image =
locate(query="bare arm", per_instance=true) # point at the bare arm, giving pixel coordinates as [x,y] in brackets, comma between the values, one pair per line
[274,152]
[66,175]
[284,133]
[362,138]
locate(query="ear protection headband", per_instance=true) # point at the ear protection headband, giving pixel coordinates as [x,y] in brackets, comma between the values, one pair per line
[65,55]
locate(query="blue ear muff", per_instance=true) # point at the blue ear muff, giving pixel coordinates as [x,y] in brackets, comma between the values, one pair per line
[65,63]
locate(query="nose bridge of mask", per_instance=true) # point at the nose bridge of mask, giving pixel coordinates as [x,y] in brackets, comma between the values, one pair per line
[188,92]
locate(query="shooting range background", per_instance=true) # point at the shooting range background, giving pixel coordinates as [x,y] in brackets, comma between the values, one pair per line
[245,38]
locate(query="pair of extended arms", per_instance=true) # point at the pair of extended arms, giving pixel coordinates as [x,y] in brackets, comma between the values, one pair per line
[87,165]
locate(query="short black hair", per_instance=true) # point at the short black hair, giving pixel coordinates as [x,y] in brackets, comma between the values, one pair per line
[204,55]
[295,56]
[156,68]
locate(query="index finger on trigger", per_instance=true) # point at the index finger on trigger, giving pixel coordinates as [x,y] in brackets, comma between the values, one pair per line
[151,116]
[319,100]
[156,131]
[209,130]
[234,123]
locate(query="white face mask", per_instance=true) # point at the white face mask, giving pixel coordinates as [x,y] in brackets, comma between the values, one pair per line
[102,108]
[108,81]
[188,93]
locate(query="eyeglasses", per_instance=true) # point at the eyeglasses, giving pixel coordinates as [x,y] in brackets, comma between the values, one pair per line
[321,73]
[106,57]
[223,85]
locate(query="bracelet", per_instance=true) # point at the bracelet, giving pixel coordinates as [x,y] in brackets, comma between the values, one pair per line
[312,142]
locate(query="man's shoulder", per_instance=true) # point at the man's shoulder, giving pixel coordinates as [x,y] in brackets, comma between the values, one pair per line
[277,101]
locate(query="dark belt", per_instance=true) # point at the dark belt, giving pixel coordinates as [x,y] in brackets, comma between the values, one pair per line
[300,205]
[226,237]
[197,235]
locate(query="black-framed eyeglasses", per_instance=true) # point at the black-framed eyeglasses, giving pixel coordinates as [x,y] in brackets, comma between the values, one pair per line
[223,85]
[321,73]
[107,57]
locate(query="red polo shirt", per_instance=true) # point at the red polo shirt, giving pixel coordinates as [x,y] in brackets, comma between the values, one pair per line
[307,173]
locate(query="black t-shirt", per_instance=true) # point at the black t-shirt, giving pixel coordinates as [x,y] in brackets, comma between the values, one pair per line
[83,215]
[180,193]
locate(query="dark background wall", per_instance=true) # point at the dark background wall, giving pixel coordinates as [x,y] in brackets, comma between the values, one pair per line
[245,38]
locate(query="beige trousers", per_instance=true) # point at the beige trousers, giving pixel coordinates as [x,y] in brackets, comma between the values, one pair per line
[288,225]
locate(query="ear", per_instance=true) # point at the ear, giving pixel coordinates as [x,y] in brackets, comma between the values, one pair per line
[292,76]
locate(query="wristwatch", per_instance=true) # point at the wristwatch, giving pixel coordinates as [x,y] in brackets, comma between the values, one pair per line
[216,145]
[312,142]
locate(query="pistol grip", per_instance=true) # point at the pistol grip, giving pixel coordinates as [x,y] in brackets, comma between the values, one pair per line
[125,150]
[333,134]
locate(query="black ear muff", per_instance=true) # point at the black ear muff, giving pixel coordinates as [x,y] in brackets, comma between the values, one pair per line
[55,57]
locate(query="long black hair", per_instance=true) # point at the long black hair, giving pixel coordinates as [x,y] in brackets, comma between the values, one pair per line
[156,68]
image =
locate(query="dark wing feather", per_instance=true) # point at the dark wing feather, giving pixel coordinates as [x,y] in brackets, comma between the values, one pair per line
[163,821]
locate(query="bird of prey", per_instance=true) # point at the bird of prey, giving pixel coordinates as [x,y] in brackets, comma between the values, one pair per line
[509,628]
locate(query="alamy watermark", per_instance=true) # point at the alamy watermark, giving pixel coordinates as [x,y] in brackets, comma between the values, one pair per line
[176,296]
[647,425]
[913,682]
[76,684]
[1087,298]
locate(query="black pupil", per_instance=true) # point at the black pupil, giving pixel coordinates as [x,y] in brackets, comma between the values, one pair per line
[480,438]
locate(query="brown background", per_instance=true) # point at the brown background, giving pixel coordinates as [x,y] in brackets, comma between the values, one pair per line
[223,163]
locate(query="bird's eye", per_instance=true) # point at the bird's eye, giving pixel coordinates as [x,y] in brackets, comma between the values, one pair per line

+++

Reproduce, word for word, only the lines from the one that contains "the black ear" through the final line.

locate(query="black ear muff", per_instance=true) # point at the black ear muff, giving pixel coordinates as [x,y] in brackets, comma between the values, one pair per line
[55,57]
locate(query="long black hair", per_instance=true) # point at the long black hair, giving pixel coordinates as [x,y] in brackets, comma between the values, one pair per line
[156,68]
image =
locate(query="dark wing feather", per_instance=true) # point at the dark wing feather, giving pixel coordinates as [x,y] in brackets, comma between the values, one pair per line
[163,821]
locate(query="bird of prey", per_instance=true) # point at the bird of prey, giving pixel coordinates as [x,y] in brackets, comma between the values, one pair per line
[509,628]
locate(query="alamy watermark", per_instance=true) # point at the alamy watermark, giving pixel coordinates as [x,y] in brackets, comma between the values, one pair per line
[176,296]
[647,425]
[913,682]
[76,684]
[1087,298]
locate(query="black pupil", per_instance=true) # point at the black pupil, giving pixel coordinates as [x,y] in brackets, comma between the values, one pair per line
[480,438]
locate(query="brown background", per_instance=true) # point at the brown background, giving pixel coordinates as [x,y] in brackets, comma between the values, one pair per line
[223,163]
locate(query="bird's eye", per_instance=true) # point at the bird's eye, giving pixel coordinates as [x,y] in brackets, comma between the values, one pair per line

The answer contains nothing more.